▶ [EXCERPTED RECORDS]

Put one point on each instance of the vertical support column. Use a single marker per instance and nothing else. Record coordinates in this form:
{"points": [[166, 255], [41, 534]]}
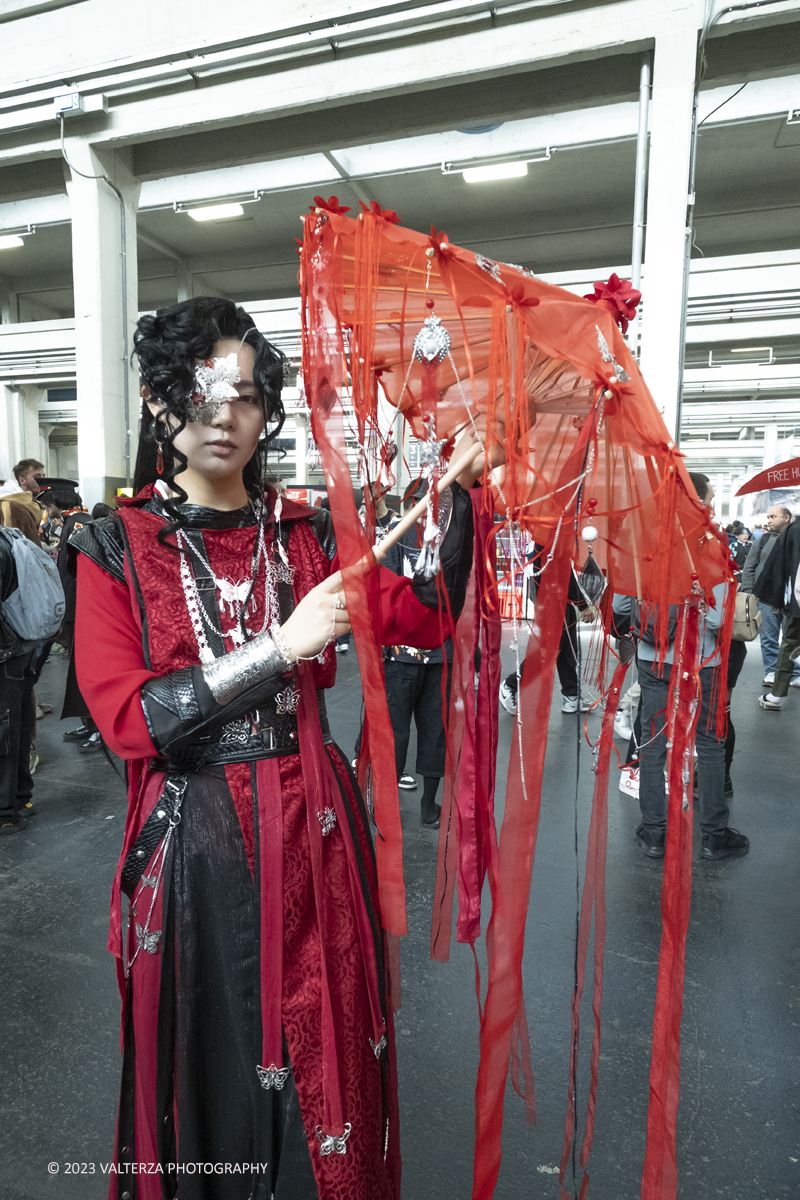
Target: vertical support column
{"points": [[184, 279], [106, 295], [7, 303], [301, 448], [671, 131], [19, 437]]}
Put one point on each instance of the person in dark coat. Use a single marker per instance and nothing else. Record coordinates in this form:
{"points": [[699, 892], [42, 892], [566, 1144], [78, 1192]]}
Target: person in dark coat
{"points": [[17, 705], [776, 587]]}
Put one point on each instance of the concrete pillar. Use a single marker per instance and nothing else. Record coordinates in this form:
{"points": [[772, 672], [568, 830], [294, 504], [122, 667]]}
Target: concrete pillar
{"points": [[184, 282], [108, 384], [49, 461], [19, 436], [770, 445], [7, 303], [301, 448], [671, 127]]}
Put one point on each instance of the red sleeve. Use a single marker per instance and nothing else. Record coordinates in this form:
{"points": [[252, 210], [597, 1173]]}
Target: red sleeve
{"points": [[109, 661], [402, 618]]}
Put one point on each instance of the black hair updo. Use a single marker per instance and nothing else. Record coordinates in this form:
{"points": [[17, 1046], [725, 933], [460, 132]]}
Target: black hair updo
{"points": [[168, 346]]}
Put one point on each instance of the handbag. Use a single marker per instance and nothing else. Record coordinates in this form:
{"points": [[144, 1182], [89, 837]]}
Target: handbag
{"points": [[746, 618]]}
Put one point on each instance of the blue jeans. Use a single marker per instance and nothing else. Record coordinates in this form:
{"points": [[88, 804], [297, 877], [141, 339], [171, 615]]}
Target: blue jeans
{"points": [[771, 631], [710, 754]]}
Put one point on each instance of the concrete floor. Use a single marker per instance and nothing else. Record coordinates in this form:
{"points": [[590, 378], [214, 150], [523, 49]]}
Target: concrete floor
{"points": [[738, 1134]]}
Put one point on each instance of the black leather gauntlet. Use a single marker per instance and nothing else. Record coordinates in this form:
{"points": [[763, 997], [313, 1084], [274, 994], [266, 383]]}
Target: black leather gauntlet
{"points": [[191, 705]]}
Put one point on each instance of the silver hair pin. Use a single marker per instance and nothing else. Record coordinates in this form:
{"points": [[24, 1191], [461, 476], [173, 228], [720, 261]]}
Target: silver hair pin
{"points": [[214, 384]]}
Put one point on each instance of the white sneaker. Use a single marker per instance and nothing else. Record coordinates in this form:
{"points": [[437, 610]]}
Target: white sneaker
{"points": [[623, 727], [629, 781]]}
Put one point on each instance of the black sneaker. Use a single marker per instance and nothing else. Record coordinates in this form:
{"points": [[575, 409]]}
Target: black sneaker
{"points": [[78, 735], [729, 844], [654, 844], [434, 823]]}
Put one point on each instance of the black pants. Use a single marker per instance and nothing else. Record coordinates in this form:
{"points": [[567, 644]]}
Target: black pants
{"points": [[710, 753], [566, 663], [414, 689], [17, 720]]}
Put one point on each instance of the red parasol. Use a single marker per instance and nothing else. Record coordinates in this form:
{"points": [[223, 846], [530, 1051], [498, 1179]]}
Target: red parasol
{"points": [[456, 341]]}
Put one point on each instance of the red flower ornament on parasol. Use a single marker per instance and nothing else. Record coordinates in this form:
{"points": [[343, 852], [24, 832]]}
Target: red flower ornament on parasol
{"points": [[618, 297], [331, 205]]}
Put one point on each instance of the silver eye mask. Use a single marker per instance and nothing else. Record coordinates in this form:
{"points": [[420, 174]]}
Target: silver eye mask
{"points": [[214, 384]]}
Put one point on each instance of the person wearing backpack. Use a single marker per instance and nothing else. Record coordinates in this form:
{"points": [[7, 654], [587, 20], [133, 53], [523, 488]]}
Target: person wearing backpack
{"points": [[31, 607]]}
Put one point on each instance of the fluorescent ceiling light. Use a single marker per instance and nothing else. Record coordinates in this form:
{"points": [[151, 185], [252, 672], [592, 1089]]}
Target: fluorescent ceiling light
{"points": [[216, 213], [498, 171]]}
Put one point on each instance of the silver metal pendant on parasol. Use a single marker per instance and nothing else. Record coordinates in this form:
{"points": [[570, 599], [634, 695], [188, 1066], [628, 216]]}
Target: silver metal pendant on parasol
{"points": [[432, 343]]}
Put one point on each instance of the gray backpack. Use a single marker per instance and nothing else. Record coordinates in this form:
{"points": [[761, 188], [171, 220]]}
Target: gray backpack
{"points": [[36, 609]]}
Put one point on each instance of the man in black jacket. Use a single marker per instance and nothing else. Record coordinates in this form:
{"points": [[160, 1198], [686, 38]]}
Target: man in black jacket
{"points": [[776, 587], [17, 712], [777, 520]]}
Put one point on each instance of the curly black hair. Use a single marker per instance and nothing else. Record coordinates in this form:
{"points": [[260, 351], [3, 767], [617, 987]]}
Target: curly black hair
{"points": [[168, 346]]}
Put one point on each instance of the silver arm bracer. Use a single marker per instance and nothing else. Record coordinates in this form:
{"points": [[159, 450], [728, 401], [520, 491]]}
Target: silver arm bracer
{"points": [[236, 672]]}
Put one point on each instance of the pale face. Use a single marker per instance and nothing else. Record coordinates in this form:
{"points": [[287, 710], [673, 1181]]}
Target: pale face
{"points": [[29, 481], [776, 520], [220, 450]]}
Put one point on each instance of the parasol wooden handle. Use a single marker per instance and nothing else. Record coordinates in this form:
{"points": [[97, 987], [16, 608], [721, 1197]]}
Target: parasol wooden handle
{"points": [[414, 514]]}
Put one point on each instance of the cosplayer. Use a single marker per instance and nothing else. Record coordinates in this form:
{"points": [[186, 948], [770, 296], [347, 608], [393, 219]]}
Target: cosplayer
{"points": [[258, 1047]]}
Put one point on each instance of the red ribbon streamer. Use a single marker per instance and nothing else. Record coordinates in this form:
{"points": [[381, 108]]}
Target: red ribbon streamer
{"points": [[594, 897], [660, 1174]]}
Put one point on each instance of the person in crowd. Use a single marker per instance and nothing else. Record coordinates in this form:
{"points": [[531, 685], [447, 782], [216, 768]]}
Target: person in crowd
{"points": [[719, 840], [17, 678], [414, 689], [777, 519], [257, 1027], [66, 510], [384, 520], [566, 664], [776, 587], [26, 475], [739, 540]]}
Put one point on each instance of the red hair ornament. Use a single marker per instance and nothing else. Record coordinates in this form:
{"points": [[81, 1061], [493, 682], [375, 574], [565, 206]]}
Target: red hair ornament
{"points": [[617, 297]]}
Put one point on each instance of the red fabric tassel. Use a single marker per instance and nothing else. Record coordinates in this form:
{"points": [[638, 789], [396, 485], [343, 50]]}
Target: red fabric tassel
{"points": [[594, 897], [506, 931], [660, 1175], [270, 862], [311, 749]]}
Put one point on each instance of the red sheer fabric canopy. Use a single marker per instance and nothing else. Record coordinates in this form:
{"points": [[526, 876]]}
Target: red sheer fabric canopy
{"points": [[455, 341]]}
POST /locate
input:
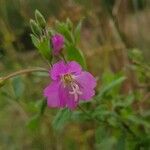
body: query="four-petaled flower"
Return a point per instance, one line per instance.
(69, 85)
(57, 43)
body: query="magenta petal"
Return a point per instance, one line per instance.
(66, 98)
(51, 93)
(57, 43)
(74, 67)
(87, 84)
(57, 70)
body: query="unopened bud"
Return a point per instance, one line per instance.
(40, 19)
(57, 43)
(35, 28)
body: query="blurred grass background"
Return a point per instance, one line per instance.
(110, 29)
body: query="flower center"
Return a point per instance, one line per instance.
(68, 80)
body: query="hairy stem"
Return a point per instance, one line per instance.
(25, 71)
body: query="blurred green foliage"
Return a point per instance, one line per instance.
(115, 40)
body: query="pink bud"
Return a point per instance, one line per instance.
(57, 43)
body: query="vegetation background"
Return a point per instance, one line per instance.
(115, 40)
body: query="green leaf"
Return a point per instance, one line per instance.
(63, 28)
(75, 54)
(35, 28)
(110, 86)
(43, 46)
(61, 119)
(33, 122)
(18, 86)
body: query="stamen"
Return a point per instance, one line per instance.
(68, 80)
(76, 91)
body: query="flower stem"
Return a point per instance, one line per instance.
(25, 71)
(63, 57)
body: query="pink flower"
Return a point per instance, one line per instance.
(69, 85)
(57, 43)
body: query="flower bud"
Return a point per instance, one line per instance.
(35, 28)
(2, 82)
(40, 19)
(57, 43)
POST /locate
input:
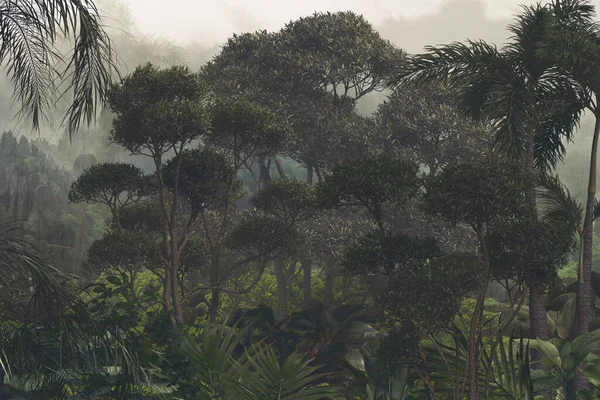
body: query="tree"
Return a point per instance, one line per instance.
(480, 195)
(370, 182)
(426, 120)
(573, 23)
(291, 203)
(30, 32)
(117, 185)
(531, 108)
(160, 111)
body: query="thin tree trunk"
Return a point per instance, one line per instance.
(280, 170)
(329, 281)
(264, 176)
(584, 290)
(472, 339)
(282, 301)
(307, 263)
(538, 318)
(306, 282)
(214, 283)
(537, 310)
(167, 292)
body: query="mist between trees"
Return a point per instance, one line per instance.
(306, 213)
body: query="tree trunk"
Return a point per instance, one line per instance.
(307, 263)
(537, 310)
(329, 281)
(282, 311)
(167, 291)
(584, 290)
(473, 350)
(264, 176)
(306, 282)
(538, 318)
(214, 283)
(175, 295)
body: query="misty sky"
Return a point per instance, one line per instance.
(213, 21)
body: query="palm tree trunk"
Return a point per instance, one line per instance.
(307, 263)
(584, 289)
(537, 310)
(538, 318)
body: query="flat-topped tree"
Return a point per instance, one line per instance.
(312, 69)
(161, 111)
(244, 129)
(289, 204)
(117, 185)
(339, 53)
(158, 110)
(427, 121)
(370, 182)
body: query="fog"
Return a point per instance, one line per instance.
(422, 22)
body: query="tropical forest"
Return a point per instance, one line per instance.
(314, 211)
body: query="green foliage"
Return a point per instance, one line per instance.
(264, 237)
(259, 375)
(129, 250)
(389, 254)
(289, 201)
(31, 33)
(246, 129)
(114, 184)
(370, 182)
(425, 120)
(205, 179)
(321, 46)
(478, 193)
(157, 109)
(529, 250)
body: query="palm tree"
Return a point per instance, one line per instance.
(48, 336)
(574, 45)
(531, 107)
(30, 34)
(530, 104)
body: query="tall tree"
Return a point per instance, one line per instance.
(531, 108)
(574, 45)
(159, 112)
(30, 32)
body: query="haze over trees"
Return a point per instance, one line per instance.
(244, 229)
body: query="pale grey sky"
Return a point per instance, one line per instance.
(213, 21)
(410, 24)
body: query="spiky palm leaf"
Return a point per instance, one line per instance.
(511, 88)
(29, 33)
(260, 376)
(47, 334)
(557, 205)
(211, 358)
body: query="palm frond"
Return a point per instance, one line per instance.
(29, 33)
(556, 203)
(455, 64)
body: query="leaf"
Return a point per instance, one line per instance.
(593, 374)
(585, 344)
(114, 280)
(355, 359)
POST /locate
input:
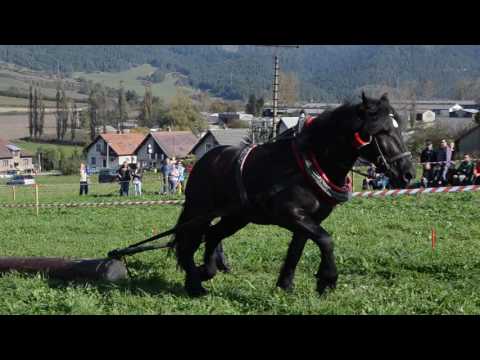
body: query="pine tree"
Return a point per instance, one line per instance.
(251, 107)
(36, 113)
(41, 118)
(73, 122)
(92, 111)
(30, 111)
(58, 106)
(122, 109)
(146, 114)
(64, 115)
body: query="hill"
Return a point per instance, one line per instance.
(326, 73)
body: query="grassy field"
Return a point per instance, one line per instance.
(383, 252)
(16, 126)
(166, 89)
(8, 101)
(32, 147)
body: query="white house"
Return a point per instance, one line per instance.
(112, 150)
(287, 122)
(214, 138)
(12, 158)
(161, 144)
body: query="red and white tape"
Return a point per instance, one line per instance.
(396, 192)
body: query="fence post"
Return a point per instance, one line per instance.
(36, 198)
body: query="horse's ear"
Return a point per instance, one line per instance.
(364, 99)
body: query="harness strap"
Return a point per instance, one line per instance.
(239, 175)
(329, 191)
(358, 142)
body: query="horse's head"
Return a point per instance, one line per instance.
(382, 142)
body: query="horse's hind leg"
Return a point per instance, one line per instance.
(295, 250)
(222, 264)
(185, 252)
(215, 234)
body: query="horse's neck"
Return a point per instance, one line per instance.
(337, 162)
(337, 169)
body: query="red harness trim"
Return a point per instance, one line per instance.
(309, 120)
(358, 142)
(347, 187)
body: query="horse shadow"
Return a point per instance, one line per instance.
(152, 284)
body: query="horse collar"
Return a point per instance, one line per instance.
(311, 170)
(358, 142)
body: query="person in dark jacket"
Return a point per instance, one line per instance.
(440, 172)
(426, 158)
(165, 169)
(124, 176)
(464, 174)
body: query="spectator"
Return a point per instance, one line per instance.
(166, 169)
(173, 178)
(375, 180)
(370, 179)
(476, 174)
(137, 180)
(440, 169)
(426, 158)
(464, 174)
(83, 180)
(124, 177)
(181, 177)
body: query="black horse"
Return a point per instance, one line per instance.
(294, 182)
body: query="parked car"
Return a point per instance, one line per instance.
(107, 176)
(19, 180)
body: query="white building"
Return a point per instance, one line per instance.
(112, 150)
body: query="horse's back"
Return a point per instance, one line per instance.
(212, 180)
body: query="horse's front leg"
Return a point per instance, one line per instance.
(295, 250)
(327, 272)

▶ [EXERCISE GOAL] Starting at the first line of the items and ending at the line that contains "Target: vertical support column", including that line, copy every line word for word. Leave the pictures out.

▶ [PROBLEM SOLUTION]
Put one point on each instance of the vertical support column. Use a single marker per instance and nothing else. Record coordinates in this form:
{"points": [[166, 255], [41, 534]]}
Target: vertical support column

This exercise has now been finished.